What the task requires: Everything from the line containing "Would you mind indicating the dry" through the last line of the records below should be printed exactly, please, and nothing else.

Collection entries
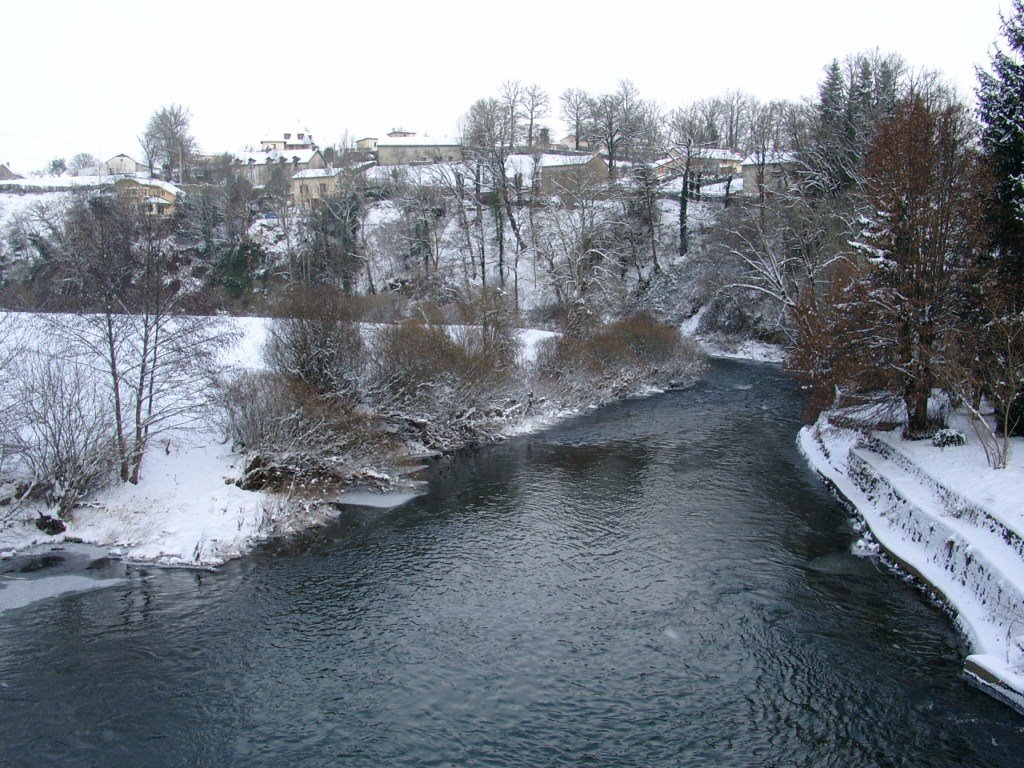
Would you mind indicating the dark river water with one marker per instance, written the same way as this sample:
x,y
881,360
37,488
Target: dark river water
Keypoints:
x,y
658,583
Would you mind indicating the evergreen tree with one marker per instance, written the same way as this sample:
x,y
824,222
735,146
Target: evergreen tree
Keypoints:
x,y
1000,98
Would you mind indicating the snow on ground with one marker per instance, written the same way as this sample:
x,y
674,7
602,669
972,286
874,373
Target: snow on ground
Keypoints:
x,y
731,348
945,517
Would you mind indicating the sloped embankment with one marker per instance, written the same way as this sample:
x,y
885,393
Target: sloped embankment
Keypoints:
x,y
968,553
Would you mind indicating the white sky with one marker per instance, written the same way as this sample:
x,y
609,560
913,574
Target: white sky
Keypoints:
x,y
86,77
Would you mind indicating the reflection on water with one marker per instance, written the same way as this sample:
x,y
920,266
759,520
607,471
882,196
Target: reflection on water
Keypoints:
x,y
657,583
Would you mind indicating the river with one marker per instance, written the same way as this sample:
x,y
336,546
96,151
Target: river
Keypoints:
x,y
660,582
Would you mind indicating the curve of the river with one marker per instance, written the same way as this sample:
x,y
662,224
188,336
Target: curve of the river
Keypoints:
x,y
662,582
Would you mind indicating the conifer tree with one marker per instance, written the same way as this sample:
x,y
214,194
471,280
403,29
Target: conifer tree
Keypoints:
x,y
1000,98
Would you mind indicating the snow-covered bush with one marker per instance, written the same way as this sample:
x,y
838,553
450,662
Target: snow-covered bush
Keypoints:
x,y
58,429
314,339
620,357
292,436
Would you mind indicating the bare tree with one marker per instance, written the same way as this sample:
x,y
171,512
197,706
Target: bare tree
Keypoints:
x,y
58,427
536,107
574,110
155,361
167,141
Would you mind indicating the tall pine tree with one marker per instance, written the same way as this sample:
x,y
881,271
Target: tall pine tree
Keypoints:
x,y
1000,98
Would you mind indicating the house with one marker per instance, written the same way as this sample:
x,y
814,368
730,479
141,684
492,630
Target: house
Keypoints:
x,y
123,165
772,172
404,148
148,197
311,186
558,174
259,167
568,142
710,162
290,142
6,174
551,174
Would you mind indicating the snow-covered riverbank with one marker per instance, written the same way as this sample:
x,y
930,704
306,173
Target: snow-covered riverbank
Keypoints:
x,y
943,517
187,509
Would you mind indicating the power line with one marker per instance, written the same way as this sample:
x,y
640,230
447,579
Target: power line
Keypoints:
x,y
45,140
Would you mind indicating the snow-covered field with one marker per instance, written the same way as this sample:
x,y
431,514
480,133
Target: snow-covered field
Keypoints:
x,y
943,516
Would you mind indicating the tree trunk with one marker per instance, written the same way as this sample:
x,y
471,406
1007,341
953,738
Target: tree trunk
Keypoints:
x,y
683,212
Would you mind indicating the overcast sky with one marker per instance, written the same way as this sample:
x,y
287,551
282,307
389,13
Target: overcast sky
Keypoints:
x,y
86,77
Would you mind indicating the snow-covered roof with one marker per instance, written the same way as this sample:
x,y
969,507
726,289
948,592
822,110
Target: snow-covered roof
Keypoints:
x,y
418,141
714,153
524,165
772,158
317,173
273,156
156,183
553,161
55,183
429,174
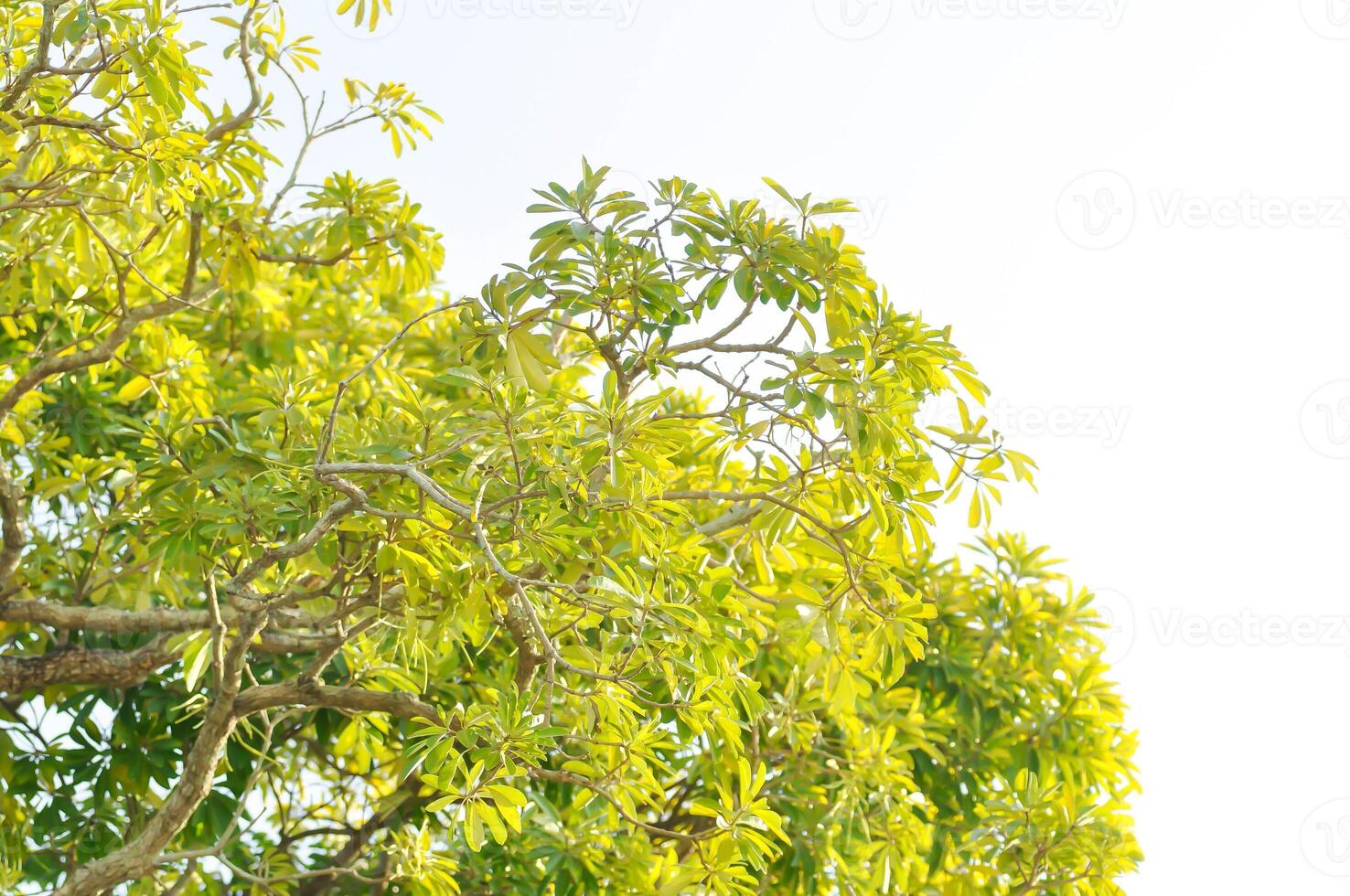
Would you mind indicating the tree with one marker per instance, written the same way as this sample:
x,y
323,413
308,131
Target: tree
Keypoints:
x,y
613,578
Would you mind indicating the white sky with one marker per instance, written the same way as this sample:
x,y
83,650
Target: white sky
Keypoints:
x,y
1153,332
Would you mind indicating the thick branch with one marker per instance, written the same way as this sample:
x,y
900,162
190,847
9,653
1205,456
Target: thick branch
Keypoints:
x,y
77,666
266,697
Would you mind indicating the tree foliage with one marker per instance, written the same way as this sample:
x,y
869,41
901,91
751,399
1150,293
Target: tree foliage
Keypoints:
x,y
616,576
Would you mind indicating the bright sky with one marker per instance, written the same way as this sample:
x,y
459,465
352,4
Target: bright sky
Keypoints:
x,y
1134,213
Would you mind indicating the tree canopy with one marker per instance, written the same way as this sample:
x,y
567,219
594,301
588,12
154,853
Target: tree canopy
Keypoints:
x,y
615,576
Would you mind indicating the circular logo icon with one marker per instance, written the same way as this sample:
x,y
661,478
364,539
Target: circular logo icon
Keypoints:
x,y
853,19
1329,17
366,19
1118,625
1097,209
1326,420
1324,838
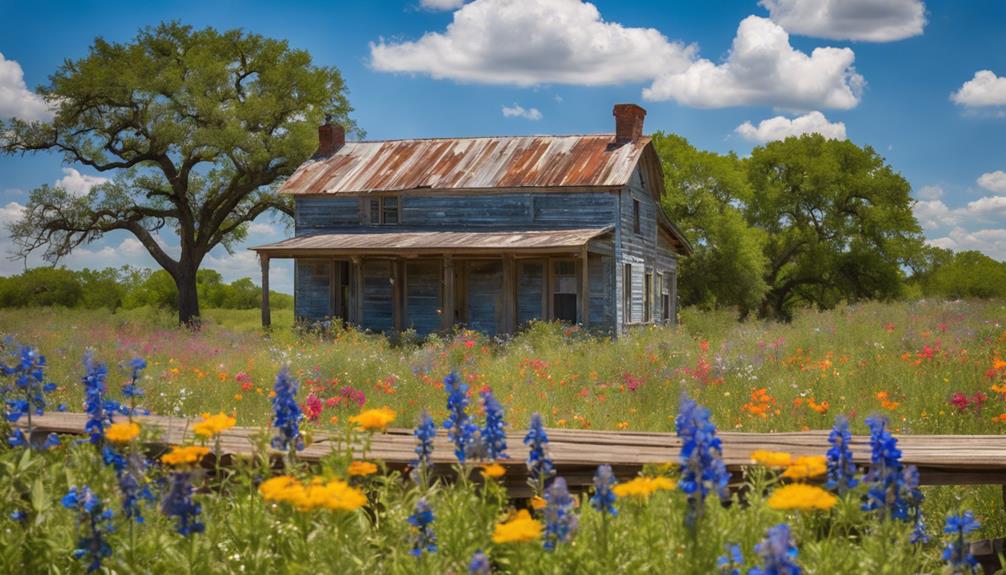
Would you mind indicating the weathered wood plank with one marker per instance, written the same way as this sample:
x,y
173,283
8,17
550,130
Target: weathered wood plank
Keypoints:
x,y
942,459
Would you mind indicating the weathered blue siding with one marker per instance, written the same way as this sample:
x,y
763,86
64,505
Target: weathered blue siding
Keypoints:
x,y
485,280
314,215
377,305
313,289
423,296
530,284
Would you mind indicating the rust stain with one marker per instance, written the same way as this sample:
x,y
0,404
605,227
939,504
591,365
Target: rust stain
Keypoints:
x,y
433,240
470,163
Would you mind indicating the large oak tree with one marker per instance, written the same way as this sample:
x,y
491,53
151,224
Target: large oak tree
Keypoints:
x,y
196,127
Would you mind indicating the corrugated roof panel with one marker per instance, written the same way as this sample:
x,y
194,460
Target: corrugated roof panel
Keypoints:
x,y
394,241
471,164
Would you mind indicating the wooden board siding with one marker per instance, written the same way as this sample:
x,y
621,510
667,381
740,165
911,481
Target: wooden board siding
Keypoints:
x,y
377,303
314,215
552,210
601,276
485,279
530,291
313,290
423,296
640,249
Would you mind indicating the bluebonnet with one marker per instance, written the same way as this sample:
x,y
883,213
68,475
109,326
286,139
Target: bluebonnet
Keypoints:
x,y
702,468
27,394
957,554
97,523
494,433
425,433
887,492
132,481
841,468
559,515
100,409
479,564
461,430
539,464
179,505
286,413
778,553
731,562
604,498
423,519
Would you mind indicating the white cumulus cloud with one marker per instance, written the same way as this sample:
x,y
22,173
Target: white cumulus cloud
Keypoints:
x,y
993,181
441,4
763,68
990,241
984,90
16,101
517,111
930,192
867,20
78,184
781,128
529,42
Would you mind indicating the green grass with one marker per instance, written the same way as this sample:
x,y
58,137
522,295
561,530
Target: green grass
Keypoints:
x,y
753,376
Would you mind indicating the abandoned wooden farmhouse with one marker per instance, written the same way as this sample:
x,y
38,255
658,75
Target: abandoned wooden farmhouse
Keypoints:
x,y
484,232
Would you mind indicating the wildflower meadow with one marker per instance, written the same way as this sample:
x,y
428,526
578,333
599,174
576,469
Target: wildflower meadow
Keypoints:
x,y
109,502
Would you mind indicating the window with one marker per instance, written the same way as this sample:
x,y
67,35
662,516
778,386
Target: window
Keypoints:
x,y
383,210
564,291
627,293
648,298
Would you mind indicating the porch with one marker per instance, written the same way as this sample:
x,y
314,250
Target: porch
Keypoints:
x,y
430,281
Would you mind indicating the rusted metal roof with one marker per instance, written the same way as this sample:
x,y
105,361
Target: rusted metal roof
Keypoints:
x,y
431,242
470,164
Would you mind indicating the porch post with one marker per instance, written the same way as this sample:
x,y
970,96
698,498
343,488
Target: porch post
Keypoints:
x,y
509,280
584,289
267,316
447,310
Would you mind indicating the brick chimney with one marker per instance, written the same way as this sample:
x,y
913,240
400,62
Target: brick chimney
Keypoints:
x,y
331,137
628,122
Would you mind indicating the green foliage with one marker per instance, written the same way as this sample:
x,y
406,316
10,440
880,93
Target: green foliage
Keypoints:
x,y
195,127
127,288
805,221
945,273
839,222
706,194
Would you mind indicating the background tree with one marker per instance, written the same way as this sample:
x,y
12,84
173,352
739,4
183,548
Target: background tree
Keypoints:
x,y
838,219
195,126
707,195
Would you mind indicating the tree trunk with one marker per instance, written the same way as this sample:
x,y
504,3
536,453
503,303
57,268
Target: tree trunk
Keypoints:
x,y
188,297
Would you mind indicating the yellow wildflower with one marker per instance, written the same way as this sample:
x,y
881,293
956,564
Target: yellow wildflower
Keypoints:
x,y
213,424
122,432
519,529
493,471
772,458
181,455
361,468
807,466
644,487
801,497
373,419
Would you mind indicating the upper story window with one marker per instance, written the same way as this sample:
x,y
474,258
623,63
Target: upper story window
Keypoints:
x,y
383,210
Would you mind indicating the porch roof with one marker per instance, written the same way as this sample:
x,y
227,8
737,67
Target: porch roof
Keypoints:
x,y
382,241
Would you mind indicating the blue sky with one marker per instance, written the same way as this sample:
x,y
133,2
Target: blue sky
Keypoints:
x,y
925,84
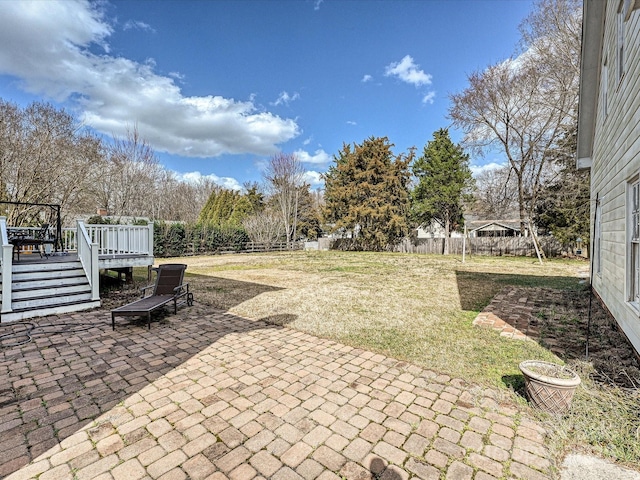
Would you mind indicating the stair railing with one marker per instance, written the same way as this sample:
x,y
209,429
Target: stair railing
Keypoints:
x,y
88,255
5,266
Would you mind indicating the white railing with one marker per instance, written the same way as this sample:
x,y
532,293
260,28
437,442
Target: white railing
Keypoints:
x,y
88,255
113,239
5,266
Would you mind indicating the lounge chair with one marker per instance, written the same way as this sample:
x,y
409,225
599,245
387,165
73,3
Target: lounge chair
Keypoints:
x,y
168,288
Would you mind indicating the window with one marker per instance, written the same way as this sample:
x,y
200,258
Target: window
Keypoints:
x,y
620,43
634,242
597,252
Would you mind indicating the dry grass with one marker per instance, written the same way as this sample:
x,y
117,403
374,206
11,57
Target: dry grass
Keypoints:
x,y
413,307
420,309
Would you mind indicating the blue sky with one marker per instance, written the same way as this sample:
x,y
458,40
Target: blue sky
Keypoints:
x,y
217,87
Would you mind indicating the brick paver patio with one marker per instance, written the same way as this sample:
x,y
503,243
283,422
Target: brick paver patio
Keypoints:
x,y
207,395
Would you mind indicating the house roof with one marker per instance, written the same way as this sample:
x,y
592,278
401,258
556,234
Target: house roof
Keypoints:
x,y
482,224
592,37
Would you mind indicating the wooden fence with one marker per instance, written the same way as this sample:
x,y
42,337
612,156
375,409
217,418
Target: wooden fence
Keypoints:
x,y
245,247
490,246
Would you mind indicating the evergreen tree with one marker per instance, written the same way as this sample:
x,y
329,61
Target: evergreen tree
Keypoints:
x,y
443,184
226,206
366,194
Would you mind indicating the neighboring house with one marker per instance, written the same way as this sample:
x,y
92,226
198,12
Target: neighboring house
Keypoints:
x,y
475,228
609,145
494,228
435,230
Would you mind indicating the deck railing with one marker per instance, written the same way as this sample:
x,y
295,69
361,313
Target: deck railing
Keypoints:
x,y
88,255
113,239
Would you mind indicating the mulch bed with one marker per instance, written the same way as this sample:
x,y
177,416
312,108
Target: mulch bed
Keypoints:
x,y
562,320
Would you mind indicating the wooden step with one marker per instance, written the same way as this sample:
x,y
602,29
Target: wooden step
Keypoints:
x,y
17,315
27,285
49,292
30,267
47,302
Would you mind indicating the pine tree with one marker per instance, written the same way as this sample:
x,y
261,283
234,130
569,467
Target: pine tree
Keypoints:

Task response:
Would you mind indicating the dry grass with one marker per instance, written the same way as this sample:
x,y
117,403
374,206
11,57
Target: dry grass
Keypoints:
x,y
413,307
420,309
Would you mind indicating the blue sky with one marker per instance, written the same way as this sample:
x,y
458,40
Target: blue sky
Keypoints:
x,y
217,87
Would you mind indicating the brick paver patio with one marker per instance, written the same way as this sample:
x,y
503,243
283,422
Target: brick paver patio
Keypoints:
x,y
207,395
Would you mind indicating the house roof with one marker per instance, written the same way as this sample:
x,y
592,278
401,258
556,234
Target: house roof
Keypoints:
x,y
482,224
592,37
Would you mind indicating the wooden fence with one marker per instance, written the same way as this sample:
x,y
42,337
612,156
375,409
217,418
Target: wooden fence
Keypoints:
x,y
245,247
490,246
Would you mind indicating the evergreen tree with one marker per instance, written the same way as this sample:
x,y
329,61
Target: evergreen tree
Keypoints:
x,y
443,184
226,206
366,194
Would you mind indicating the neighboring house with one marker per instance, written the same way as this sample:
x,y
92,226
198,12
Target: neighboring house
Keypoints:
x,y
475,228
609,145
494,228
435,230
Would you mind indicating the deck railing with one marker per instance, written the same way as this sample:
x,y
295,69
361,313
Target: deck railing
Keypoints:
x,y
88,255
113,239
Would you mind indicating the mulch bed with one marker per instance, written the same way as this sample:
x,y
177,416
312,108
Target: mulch bed
Keypoints:
x,y
562,320
Would you mind indicating the wooden step with one marker per instance, written the same way as this sample:
x,y
602,29
Target: wooden step
Keypoints:
x,y
17,315
27,285
49,292
30,267
47,302
Would you mind indicating the pine tree with one marker per instance, written the same way as this sample:
x,y
261,283
234,130
569,467
Target: pine tree
Keypoints:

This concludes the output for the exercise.